Sunday, October 14, 2012

Gustav Mahler: Al fin llegó su tiempo


Por Oscar Alvarez de la Cuadra
Agosto, 2011

No puedo resistir compartir algo que me ocurrió el día de hoy después de un concierto que me ha dejado extremadamente impresionado y que tuvo lugar hoy en la Sala Nezahualcóyotl del Centro Cultural Universitario, bajo la batuta de un joven pero no por ello extraordinario director, Carlos Miguel Prieto.

La Orquesta Sinfónica de Minería, lograda gracias al esfuerzo y patrocinio de Ingenieros Civiles egresados de la UNAM, está por concluir un Ciclo Mahler dividido en dos partes: la primera el año pasado en celebración del 150o. aniversario del natalicio del genial compositor y la segunda por el centenario de su muerte. Sí, en este año 2011, todos hablan del centenario de Cantinflas y el año entrante hablarán del Titanic y del tan cacareado fin del mundo, pero yo hablo de Gustav Mahler, esa figura que desde edad temprana he admirado y me ha dejado con los sentimientos más intensos e inefables y que por poco casi cambia el destino de mi vida, al seguir sus pasos como compositor.

Llegué puntual a la cita de hoy agosto 14. Este era el segundo concierto al que asistía después de largos años de no frecuentar salas de concierto. Hace dos semanas, con la Canción de la Tierra  (Das Lied von der Erde) dentro del mismo programa y ahora la grandiosa Novena Sinfonía. Mi interés fue de escuchar esta obra, junto con la Octava y la Décima,  en vivo en una sala de concierto. Escuchar esta clase de música en un frío iPod o en un mp3 en la laptop, es una experiencia comparable a la de leer un libro de viajes contra la experiencia de realizar el viaje en la realidad. ¡Y asistir a la sala de concierto solo! Habrá quién critique mi presunto egoísmo de no compartir esta experiencia. Para un solterón que frisa casi los 44 años no es fácil conseguir a una compañía dispuesta, aunque afortunadamente para el concierto de la próxima semana, tengo ya una extraordinaria acompañante con quien tendré el gusto de explorar la version ejecutable de Deryck Cooke de la Décima Sinfonia de Mahler, obra que quedara inconclusa y que para los mahlerianos ortodoxos vale más ejecutarla incompleta, que en las tantas versiones  de musicólogos que hicieron el esfuerzo extraordinario de concluir las ideas bosquejadas por Mahler en sus angustiosos últimos meses de vida.

◆ Fragmento fuente
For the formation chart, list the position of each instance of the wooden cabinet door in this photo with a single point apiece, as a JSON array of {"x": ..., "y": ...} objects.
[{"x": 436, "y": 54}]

◆ Actividades propuestas
1. Según la lectura sobre Gustav Mahler, ¿quién dirigió el concierto en la Sala Nezahualcóyotl?
2. Transcribe el pasaje de la lectura sobre Gustav Mahler que empieza con las palabras "Sunday, October 14, 2012" y termina después de "Carlos Miguel Prieto.".

◆ Solucionario
1. Carlos Miguel Prieto.

2.
Sunday, October 14, 2012

Gustav Mahler: Al fin llegó su tiempo


Por Oscar Alvarez de la Cuadra
Agosto, 2011

No puedo resistir compartir algo que me ocurrió el día de hoy después de un concierto que me ha dejado extremadamente impresionado y que tuvo lugar hoy en la Sala Nezahualcóyotl del Centro Cultural Universitario, bajo la batuta de un joven pero no por ello extraordinario director, Carlos Miguel Prieto.